# [Goal]
Extract every one of the entries below and reproduce each line word for word, with nothing changed.

# [Recorded data]

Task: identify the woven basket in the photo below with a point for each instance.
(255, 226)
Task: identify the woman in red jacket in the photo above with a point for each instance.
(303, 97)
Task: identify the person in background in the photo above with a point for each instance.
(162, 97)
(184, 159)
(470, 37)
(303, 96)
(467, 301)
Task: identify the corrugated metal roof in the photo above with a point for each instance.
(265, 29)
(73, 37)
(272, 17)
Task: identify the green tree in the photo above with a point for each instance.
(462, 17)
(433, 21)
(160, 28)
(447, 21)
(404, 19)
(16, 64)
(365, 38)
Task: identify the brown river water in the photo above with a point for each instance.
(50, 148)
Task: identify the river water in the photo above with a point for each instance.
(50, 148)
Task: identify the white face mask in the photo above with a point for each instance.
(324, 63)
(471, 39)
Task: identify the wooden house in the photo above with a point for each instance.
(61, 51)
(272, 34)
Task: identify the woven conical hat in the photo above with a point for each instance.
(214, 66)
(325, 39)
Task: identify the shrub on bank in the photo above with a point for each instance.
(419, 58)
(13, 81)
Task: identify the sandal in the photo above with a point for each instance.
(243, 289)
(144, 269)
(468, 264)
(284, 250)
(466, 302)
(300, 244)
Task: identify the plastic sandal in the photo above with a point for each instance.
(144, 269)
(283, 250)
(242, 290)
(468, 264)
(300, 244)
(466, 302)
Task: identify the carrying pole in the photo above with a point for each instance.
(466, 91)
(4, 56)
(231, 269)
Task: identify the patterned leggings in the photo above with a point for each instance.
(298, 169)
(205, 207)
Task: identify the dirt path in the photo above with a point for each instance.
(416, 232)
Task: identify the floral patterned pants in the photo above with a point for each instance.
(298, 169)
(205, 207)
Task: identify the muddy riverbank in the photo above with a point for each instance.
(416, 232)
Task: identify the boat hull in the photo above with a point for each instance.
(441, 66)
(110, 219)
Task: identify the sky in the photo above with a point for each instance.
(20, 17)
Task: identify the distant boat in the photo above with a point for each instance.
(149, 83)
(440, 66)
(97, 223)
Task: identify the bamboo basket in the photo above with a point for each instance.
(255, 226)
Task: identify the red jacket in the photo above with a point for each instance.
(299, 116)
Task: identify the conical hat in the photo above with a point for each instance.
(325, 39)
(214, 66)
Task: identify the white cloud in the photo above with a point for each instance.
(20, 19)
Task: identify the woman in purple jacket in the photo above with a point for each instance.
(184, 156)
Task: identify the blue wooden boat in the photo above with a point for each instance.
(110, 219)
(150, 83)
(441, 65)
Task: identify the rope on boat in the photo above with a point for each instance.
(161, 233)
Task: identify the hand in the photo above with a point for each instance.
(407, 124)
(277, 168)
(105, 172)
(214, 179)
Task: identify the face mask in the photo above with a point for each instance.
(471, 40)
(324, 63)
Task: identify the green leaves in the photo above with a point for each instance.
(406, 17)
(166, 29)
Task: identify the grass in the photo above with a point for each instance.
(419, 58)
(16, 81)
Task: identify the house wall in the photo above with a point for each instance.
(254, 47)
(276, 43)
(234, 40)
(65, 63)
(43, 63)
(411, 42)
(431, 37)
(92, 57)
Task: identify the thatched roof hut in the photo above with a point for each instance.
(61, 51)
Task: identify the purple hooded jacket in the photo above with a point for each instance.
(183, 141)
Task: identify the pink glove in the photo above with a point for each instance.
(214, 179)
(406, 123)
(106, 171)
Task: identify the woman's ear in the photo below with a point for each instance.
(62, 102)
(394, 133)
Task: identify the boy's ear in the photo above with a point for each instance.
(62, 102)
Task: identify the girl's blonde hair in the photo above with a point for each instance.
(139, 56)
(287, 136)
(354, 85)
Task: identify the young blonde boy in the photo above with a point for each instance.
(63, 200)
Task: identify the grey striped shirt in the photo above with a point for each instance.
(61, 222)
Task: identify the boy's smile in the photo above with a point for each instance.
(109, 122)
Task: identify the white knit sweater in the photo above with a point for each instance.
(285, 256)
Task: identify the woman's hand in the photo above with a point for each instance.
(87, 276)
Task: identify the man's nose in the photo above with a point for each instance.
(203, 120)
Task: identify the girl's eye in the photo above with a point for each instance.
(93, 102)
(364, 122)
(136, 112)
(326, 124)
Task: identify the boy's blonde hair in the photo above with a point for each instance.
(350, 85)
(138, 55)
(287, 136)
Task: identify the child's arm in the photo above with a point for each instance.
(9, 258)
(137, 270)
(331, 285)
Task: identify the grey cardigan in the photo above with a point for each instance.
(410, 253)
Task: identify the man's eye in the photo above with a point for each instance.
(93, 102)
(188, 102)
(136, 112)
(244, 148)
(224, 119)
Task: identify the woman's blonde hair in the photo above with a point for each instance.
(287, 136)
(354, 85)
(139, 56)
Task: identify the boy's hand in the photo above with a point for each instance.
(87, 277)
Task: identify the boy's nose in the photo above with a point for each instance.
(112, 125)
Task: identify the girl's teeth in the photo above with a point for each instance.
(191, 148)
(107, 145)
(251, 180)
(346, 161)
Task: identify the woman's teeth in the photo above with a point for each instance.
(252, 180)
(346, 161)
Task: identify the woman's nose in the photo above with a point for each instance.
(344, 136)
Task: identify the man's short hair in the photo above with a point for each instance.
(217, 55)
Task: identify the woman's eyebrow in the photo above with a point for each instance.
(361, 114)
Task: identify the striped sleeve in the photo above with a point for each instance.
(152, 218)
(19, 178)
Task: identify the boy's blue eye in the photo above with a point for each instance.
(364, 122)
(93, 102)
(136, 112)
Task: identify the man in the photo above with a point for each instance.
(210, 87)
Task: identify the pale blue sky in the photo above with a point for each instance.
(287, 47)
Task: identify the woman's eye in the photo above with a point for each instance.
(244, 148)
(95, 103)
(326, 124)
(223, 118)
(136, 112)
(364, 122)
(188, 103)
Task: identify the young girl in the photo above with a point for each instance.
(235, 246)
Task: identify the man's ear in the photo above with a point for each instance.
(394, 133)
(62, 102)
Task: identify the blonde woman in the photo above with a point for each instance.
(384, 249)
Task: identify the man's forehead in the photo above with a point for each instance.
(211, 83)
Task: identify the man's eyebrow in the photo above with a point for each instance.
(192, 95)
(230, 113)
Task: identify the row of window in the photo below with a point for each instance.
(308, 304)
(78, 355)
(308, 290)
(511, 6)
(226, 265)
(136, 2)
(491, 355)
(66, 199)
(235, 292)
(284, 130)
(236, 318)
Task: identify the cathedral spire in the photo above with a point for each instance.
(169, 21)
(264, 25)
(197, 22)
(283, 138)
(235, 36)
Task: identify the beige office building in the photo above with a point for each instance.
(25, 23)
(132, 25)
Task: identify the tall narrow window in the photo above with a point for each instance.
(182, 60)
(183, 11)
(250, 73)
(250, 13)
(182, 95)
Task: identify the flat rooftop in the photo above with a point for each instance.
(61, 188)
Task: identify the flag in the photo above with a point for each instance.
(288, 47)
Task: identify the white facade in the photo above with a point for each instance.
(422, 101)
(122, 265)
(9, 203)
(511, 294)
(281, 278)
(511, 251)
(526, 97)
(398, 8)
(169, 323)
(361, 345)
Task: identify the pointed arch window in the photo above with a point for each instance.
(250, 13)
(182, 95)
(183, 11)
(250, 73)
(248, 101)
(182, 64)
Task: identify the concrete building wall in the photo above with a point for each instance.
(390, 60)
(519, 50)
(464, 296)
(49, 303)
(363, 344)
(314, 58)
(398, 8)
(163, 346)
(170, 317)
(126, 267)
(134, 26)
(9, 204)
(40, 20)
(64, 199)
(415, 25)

# [Answer for the task]
Task: identify the woven basket in the photo below with a point for each instance.
(255, 226)
Task: identify the woman in red jacket in the photo above with a point for each instance.
(303, 97)
Task: identify the person in background in the photo above with a point for each instance.
(162, 97)
(184, 159)
(470, 37)
(303, 96)
(467, 301)
Task: identify the corrugated metal roof in the photo above with a point for each instance.
(265, 29)
(73, 37)
(272, 17)
Task: identify the green tree in the photo above with a point for each instance.
(462, 17)
(433, 21)
(160, 28)
(447, 21)
(404, 19)
(16, 64)
(365, 38)
Task: identify the brown river water in the photo above with a point for each instance.
(50, 148)
Task: identify the river water in the photo above with a point for each instance.
(50, 148)
Task: identify the white face mask in the photo above with a point for each instance.
(324, 63)
(471, 39)
Task: identify the wooden house in the photo above with a point for each instance.
(61, 51)
(272, 34)
Task: identify the woven conical hat in the photo above with a point for each instance.
(214, 66)
(325, 39)
Task: identify the shrub on bank in the photo above with a point for each instance.
(419, 58)
(13, 81)
Task: identify the sandal in the photo above with a point for each instance.
(243, 289)
(144, 269)
(468, 264)
(284, 250)
(466, 302)
(300, 244)
Task: identify the plastic sandal in the photo above with a point for each instance.
(144, 269)
(283, 250)
(242, 290)
(468, 264)
(300, 244)
(466, 302)
Task: identify the carrying pole in the photo above with a point for each instance.
(466, 91)
(4, 56)
(231, 269)
Task: identify the patterned leggings in the photo above with a point for each instance.
(298, 169)
(205, 207)
Task: identify the dirt path in the photo above with a point for each instance.
(416, 232)
Task: identify the floral patterned pants in the photo above with a point for each instance.
(298, 169)
(205, 207)
Task: identify the muddy riverbank in the photo above with a point for each instance.
(416, 232)
Task: identify the boat hull in the photo above with a point for each instance.
(441, 66)
(110, 219)
Task: identify the sky in the photo above with a point for each instance.
(20, 17)
Task: identify the distant boat in the photo above with a point for each instance.
(149, 83)
(440, 66)
(97, 223)
Task: identify the bamboo basket in the photo above with a point for each instance.
(255, 226)
Task: identify the red jacket in the photo above with a point for each instance.
(299, 116)
Task: identify the conical hat in the photo above with a point for each instance.
(325, 39)
(214, 66)
Task: identify the white cloud in the photo above with a point for each instance.
(20, 19)
Task: identify the woman in purple jacket in the photo above with a point for each instance.
(184, 156)
Task: identify the blue wooden boat in the photo above with a point for each instance.
(110, 219)
(150, 83)
(441, 65)
Task: identify the rope on boat in the photo above with a point for each instance.
(161, 233)
Task: identify the hand in the photo above with a point for each instance.
(407, 124)
(277, 168)
(105, 172)
(214, 179)
Task: identify the face mask in the photo above with a point for each instance.
(471, 40)
(324, 63)
Task: identify the green leaves in the photo above with a point for each instance.
(406, 17)
(166, 29)
Task: identify the grass in the photo above with a point for each instance.
(419, 58)
(16, 81)
Task: identify the house wall in the photo above with a point for each instance.
(254, 47)
(276, 43)
(234, 40)
(65, 63)
(43, 63)
(411, 42)
(431, 37)
(92, 57)
Task: identify the thatched roof hut in the photo above with a point for each instance.
(61, 51)
Task: identify the purple hooded jacket in the photo above with a point for each instance.
(183, 141)
Task: identify the pink glove in the photo above with a point for each instance.
(214, 179)
(406, 123)
(106, 171)
Task: identify the woman's ear in the photo below with a point for each instance.
(62, 102)
(394, 133)
Task: identify the boy's ear in the photo above with a point for each instance.
(62, 102)
Task: identify the girl's blonde hair in the photo above with a point for each instance.
(139, 56)
(287, 136)
(354, 85)
Task: identify the young blonde boy in the photo above with a point for each instance.
(63, 200)
Task: identify the grey striped shirt in the photo above with a point for each instance.
(61, 222)
Task: identify the boy's smile in the photo above with a point for each instance.
(109, 122)
Task: identify the white knit sweater in the photo above with a point for each instance.
(285, 256)
Task: identify the woman's hand in the photo above with a point for each instance.
(87, 276)
Task: identify the man's nose in the photo above with a point for each instance.
(203, 120)
Task: identify the girl's eye in the photo above with a point for each instance.
(93, 102)
(364, 122)
(136, 112)
(326, 124)
Task: identify the boy's blonde hair in the photo above with a point for each instance.
(350, 85)
(138, 55)
(287, 136)
Task: identify the child's arm in the photo above with a point for each instance.
(9, 258)
(137, 270)
(331, 285)
Task: identify the grey cardigan in the photo above with a point for each instance.
(410, 253)
Task: identify the man's eye in the photo above with a point for each instance.
(93, 102)
(188, 102)
(136, 112)
(244, 148)
(224, 119)
Task: identify the woman's blonde hair in the photo above with a point for each instance.
(287, 136)
(354, 85)
(139, 56)
Task: identify the boy's hand in the photo above with a point for each instance.
(87, 277)
Task: identify the boy's nose in the photo above with a point for each instance.
(112, 125)
Task: identify the girl's teeth in the photo above with a point for each instance.
(191, 148)
(107, 145)
(251, 180)
(346, 161)
Task: identify the woman's teeth in the photo above with a point for each instance.
(252, 180)
(346, 161)
Task: identify the woman's nose in the photo above with a point for each instance.
(344, 136)
Task: identify the man's short hair in the photo above with a point for each instance.
(217, 55)
Task: identify the woman's eyebrow in the photo above with a point for each instance.
(361, 114)
Task: identify the striped sleeve in the photo above with a point for each instance.
(152, 218)
(19, 178)
Task: identify the boy's blue eye in the photo above with a point for each instance.
(364, 122)
(93, 102)
(136, 112)
Task: identify the man in the photo above with a point for each instance.
(210, 87)
Task: identify the pale blue sky in the photo above with a point for each instance.
(287, 47)
Task: identify the woman's eye in the photo above with a point for each instance.
(244, 148)
(95, 103)
(326, 124)
(223, 118)
(136, 112)
(364, 122)
(188, 103)
Task: identify the young girl in the photo above with a point for each instance.
(235, 246)
Task: identify the man's ear in the photo above with a point for each instance.
(394, 133)
(62, 102)
Task: identify the blonde woman in the photo above with a point for each instance.
(384, 249)
Task: identify the man's forehead in the photo above with a point for each instance.
(211, 83)
Task: identify the man's eyebrow in the photo above with a point for each instance.
(192, 95)
(230, 113)
Task: identify the row of window in the photo below with a point for each instance.
(308, 304)
(78, 355)
(308, 290)
(511, 6)
(226, 265)
(136, 2)
(491, 355)
(66, 199)
(235, 292)
(284, 130)
(236, 318)
Task: identify the cathedral spire in the photo above with a point for each instance.
(169, 21)
(264, 25)
(197, 22)
(283, 138)
(235, 36)
Task: identify the beige office building in the photo above with a point for each instance.
(25, 23)
(132, 25)
Task: identify the tall narrow window in the photo above with a point for each instance.
(182, 60)
(183, 11)
(250, 73)
(250, 13)
(182, 95)
Task: identify the flat rooftop in the photo above with a point for each instance.
(61, 188)
Task: identify the flag in the photo above with a point for each instance.
(288, 47)
Task: identify the white facade in the photo above with a point for each instance.
(422, 101)
(122, 265)
(9, 203)
(511, 294)
(281, 278)
(511, 251)
(526, 97)
(398, 8)
(169, 323)
(361, 345)
Task: identify the pointed arch window in the photo above with a point for each instance.
(250, 13)
(182, 95)
(183, 11)
(250, 73)
(248, 101)
(182, 64)
Task: identify the concrete building wall in the photo above with a point for each instance.
(390, 60)
(519, 50)
(464, 296)
(49, 303)
(363, 344)
(314, 58)
(398, 8)
(163, 346)
(170, 317)
(126, 267)
(134, 26)
(9, 204)
(40, 20)
(64, 199)
(415, 25)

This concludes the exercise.